**EXERCISE OBJECTIVE**
Rewrite everything from the start of the items down to the line containing "[289,185,414,299]", changing "eyebrow" to "left eyebrow" and leaving all else as it stands.

_ _ _ _ _ _ _

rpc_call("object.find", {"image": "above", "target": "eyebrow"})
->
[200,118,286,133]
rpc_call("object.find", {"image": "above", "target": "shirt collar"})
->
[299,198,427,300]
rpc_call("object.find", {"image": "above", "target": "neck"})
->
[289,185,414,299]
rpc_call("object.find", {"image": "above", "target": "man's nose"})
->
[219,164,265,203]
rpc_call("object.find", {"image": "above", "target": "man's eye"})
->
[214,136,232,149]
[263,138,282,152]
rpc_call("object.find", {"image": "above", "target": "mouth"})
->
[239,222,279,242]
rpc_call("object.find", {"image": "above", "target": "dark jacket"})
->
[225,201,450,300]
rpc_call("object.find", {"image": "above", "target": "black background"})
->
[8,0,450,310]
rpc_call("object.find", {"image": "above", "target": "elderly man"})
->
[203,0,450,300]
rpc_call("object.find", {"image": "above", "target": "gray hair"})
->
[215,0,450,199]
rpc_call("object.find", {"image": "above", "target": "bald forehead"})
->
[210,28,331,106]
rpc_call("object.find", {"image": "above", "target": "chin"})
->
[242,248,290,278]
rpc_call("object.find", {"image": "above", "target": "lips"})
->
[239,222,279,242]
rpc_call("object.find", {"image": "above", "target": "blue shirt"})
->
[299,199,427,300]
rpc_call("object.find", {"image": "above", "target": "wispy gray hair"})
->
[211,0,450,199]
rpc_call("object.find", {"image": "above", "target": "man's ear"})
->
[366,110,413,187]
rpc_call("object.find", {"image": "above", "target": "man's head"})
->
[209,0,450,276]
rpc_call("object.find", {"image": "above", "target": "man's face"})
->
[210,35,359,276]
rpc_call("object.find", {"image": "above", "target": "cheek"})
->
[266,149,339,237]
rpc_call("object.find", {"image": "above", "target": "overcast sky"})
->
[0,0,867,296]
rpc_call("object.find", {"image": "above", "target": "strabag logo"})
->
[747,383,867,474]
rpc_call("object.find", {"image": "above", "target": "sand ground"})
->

_ _ _ _ _ _ _

**THE COMPLETED TASK**
rpc_call("object.find", {"image": "above", "target": "left eyebrow"})
->
[200,118,286,133]
rpc_call("object.find", {"image": "above", "target": "shirt collar"})
->
[299,198,427,300]
rpc_call("object.find", {"image": "above", "target": "neck"})
->
[289,185,414,299]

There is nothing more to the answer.